[CONSIGNE] Recopiez le passage du texte sur la mère et l'enfant qui commence aux mots « Madone et mère-enfant » et s'arrête après « chez les fidèles. », en changeant « Madone » par « Vierge ».

[TEXTE DU DOCUMENT]
══════════════════════════════
Les postures sont relativement semblables. Les scènes représentent de jeunes femmes serrant dans leurs bras de jeunes enfants. Deux traits caractérisent ces scènes : le contact entre la femme et l’enfant dénotant à la fois l’intimité et la protection, la direction du regard de la femme entièrement centré sur l’enfant. Une focalisation du regard comme une allégorie de l’amour. L’enfant est au centre de l’attention de sa mère comme il est au centre de son univers mental et affectif. Les personnages sont identifiés par le « regardeur » comme la mère et son enfant et la scène est lue comme une scène symbolique et non comme un portrait d’une femme et de son enfant.

Madone et mère-enfant entretiennent des relations de forme et de sens. Historiquement, c’est la figure de la mère-enfant qui est première. C’est elle qui a donné naissance à la Madone (et non l’inverse). Le personnage de Marie, très peu présent dans les Evangiles, n’a pas été l’objet d’un culte dans les premiers siècles du christianisme. Les Juifs christianisés et les Juifs de culture grecque, premiers fidèles des communautés chrétiennes, ont rejeté l’idée qu’un dieu ait été engendré par une femme, un dieu fruit des relations sexuelles entre homme et femme, et que cette femme ait pu enfanter en restant vierge. Le culte marial s’est développé en fait beaucoup plus tard, en Orient au III e siècle et en Occident au V e siècle, d’abord chez les clercs pour ensuite se diffuser chez les fidèles.
══════════════════════════════
[DONNÉES FOURNIES]
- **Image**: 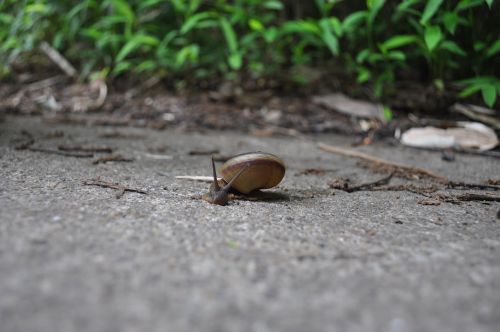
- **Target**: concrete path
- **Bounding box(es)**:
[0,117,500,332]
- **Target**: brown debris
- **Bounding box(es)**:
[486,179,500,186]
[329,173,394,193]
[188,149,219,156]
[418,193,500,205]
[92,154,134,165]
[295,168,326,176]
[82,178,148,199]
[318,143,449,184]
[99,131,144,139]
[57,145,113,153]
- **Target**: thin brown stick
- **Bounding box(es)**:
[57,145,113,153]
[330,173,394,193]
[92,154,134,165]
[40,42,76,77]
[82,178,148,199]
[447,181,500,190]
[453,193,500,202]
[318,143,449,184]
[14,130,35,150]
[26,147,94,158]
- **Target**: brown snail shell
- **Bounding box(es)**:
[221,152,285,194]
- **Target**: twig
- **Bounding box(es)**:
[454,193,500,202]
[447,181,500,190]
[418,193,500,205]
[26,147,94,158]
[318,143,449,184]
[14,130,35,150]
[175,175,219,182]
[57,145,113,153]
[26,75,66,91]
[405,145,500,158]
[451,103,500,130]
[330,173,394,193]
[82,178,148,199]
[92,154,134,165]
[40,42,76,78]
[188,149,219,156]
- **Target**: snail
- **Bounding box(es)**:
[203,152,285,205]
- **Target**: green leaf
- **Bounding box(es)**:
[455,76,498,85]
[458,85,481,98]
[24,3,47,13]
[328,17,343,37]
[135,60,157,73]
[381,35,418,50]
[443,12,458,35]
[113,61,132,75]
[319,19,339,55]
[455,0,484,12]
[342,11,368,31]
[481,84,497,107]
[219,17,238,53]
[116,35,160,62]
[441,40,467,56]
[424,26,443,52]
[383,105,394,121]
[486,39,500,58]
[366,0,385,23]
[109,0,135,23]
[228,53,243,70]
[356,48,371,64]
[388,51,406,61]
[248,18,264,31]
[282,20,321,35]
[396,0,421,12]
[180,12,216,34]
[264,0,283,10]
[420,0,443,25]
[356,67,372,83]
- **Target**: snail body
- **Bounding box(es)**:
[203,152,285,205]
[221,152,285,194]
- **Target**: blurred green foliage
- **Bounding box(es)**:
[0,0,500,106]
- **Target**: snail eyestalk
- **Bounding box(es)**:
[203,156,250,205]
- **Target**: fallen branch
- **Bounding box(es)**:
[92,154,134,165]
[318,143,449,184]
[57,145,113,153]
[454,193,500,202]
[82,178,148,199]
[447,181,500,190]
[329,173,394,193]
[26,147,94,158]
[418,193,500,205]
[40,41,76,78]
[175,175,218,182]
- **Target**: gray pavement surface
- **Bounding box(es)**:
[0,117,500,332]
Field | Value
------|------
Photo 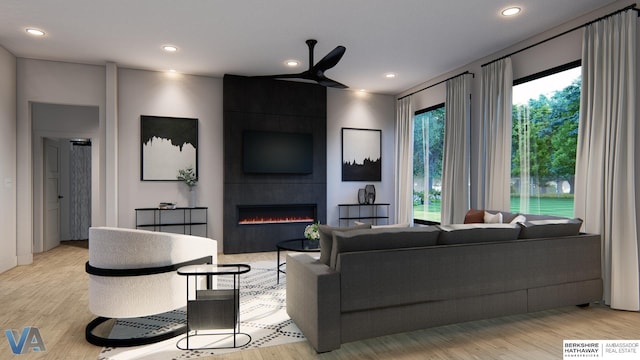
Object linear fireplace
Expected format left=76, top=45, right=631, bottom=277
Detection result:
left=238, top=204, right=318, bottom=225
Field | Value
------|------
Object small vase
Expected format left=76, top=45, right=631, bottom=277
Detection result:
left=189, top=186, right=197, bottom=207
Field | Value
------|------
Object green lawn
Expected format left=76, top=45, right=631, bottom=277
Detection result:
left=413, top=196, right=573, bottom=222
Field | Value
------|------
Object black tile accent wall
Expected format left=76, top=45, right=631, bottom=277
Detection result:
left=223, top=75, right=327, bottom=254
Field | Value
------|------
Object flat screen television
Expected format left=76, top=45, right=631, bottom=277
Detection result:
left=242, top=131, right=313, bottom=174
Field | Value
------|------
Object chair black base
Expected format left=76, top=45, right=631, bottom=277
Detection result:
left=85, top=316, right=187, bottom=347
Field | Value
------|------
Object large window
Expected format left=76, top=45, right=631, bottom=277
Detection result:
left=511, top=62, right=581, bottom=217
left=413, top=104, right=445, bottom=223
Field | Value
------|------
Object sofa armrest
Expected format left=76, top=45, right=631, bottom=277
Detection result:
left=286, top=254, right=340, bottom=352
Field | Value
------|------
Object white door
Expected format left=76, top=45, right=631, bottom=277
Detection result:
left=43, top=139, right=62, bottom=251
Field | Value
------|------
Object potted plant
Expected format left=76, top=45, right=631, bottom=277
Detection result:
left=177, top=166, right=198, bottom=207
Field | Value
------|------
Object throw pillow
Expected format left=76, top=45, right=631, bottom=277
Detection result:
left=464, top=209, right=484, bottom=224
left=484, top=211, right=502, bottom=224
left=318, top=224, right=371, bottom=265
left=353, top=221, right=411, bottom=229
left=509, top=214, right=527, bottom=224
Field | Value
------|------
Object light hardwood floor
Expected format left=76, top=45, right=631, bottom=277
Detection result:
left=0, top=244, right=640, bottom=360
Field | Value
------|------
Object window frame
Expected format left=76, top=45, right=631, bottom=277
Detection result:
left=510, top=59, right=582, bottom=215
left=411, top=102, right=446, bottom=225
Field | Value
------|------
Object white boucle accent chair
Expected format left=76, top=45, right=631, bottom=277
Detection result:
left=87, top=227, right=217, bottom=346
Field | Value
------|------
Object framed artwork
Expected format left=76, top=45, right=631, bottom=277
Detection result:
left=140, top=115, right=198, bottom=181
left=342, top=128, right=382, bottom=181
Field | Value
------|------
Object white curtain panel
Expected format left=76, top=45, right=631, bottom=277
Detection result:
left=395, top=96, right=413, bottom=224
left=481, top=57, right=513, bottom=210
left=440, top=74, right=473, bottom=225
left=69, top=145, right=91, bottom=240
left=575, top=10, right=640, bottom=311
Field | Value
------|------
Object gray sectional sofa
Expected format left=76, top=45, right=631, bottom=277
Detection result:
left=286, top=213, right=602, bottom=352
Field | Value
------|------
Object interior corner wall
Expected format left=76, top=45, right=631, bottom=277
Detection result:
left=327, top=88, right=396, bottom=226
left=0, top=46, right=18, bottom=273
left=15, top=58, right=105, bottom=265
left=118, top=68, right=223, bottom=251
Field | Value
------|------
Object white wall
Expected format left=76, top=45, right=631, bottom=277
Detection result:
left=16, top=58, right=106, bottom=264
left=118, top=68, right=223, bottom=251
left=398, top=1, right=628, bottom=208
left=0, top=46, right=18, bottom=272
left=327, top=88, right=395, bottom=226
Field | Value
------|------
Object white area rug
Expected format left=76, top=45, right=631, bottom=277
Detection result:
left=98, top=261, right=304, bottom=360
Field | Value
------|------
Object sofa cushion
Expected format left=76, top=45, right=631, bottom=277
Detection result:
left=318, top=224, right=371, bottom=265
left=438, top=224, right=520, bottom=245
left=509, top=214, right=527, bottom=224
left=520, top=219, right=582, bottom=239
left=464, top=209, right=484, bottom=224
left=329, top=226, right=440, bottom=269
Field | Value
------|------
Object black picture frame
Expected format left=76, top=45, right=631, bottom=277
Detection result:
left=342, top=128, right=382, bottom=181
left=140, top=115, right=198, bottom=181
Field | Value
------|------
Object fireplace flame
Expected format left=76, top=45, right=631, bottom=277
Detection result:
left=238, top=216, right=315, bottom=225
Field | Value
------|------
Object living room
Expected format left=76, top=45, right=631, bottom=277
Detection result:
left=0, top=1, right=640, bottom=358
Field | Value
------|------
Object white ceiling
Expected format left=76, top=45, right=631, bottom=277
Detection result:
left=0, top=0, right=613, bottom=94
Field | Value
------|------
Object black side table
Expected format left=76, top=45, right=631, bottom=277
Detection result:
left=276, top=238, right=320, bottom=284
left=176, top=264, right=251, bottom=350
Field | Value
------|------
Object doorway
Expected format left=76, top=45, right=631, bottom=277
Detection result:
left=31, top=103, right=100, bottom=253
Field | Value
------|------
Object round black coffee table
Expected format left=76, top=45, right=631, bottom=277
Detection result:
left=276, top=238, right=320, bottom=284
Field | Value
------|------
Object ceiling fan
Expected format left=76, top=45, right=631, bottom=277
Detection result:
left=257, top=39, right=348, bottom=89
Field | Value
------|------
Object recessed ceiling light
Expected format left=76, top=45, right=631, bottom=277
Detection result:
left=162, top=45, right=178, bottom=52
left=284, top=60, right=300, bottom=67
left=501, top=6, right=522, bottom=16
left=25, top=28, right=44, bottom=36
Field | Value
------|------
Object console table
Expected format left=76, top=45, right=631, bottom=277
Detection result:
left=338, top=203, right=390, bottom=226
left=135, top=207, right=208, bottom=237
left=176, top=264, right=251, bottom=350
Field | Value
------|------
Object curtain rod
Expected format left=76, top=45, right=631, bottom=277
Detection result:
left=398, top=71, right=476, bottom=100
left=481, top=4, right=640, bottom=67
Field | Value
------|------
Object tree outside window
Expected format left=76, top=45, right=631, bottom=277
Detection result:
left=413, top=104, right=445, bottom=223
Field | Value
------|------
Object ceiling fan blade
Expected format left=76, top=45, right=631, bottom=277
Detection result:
══════════════════════════════
[CORRIGÉ]
Vierge et mère-enfant entretiennent des relations de forme et de sens. Historiquement, c’est la figure de la mère-enfant qui est première. C’est elle qui a donné naissance à la Vierge (et non l’inverse). Le personnage de Marie, très peu présent dans les Evangiles, n’a pas été l’objet d’un culte dans les premiers siècles du christianisme. Les Juifs christianisés et les Juifs de culture grecque, premiers fidèles des communautés chrétiennes, ont rejeté l’idée qu’un dieu ait été engendré par une femme, un dieu fruit des relations sexuelles entre homme et femme, et que cette femme ait pu enfanter en restant vierge. Le culte marial s’est développé en fait beaucoup plus tard, en Orient au III e siècle et en Occident au V e siècle, d’abord chez les clercs pour ensuite se diffuser chez les fidèles.